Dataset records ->
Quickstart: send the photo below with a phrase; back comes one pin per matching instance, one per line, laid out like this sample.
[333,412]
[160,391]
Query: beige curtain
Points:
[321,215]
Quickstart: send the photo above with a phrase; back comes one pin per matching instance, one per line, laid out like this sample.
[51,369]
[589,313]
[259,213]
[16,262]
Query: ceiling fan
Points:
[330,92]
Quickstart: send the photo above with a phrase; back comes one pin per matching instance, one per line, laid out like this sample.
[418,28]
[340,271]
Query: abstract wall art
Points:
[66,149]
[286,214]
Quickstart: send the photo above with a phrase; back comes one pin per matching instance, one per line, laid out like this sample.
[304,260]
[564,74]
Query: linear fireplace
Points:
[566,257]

---

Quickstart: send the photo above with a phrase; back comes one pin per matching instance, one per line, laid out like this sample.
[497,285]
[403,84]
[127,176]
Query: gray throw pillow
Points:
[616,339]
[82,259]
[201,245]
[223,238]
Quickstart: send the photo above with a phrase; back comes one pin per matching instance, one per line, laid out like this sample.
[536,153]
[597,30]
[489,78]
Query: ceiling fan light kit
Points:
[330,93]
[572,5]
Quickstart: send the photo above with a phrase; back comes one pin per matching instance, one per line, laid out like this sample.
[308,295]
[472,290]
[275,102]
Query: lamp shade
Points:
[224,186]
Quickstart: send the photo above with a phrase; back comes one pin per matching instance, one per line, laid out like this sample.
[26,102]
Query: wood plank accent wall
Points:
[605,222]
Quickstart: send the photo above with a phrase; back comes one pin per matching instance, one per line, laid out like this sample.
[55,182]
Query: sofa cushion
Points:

TASK INSTRUCTIONS -> How many lines in the records contain the string "Query"? Reply with the number alone.

WRITTEN SOLUTION -> 9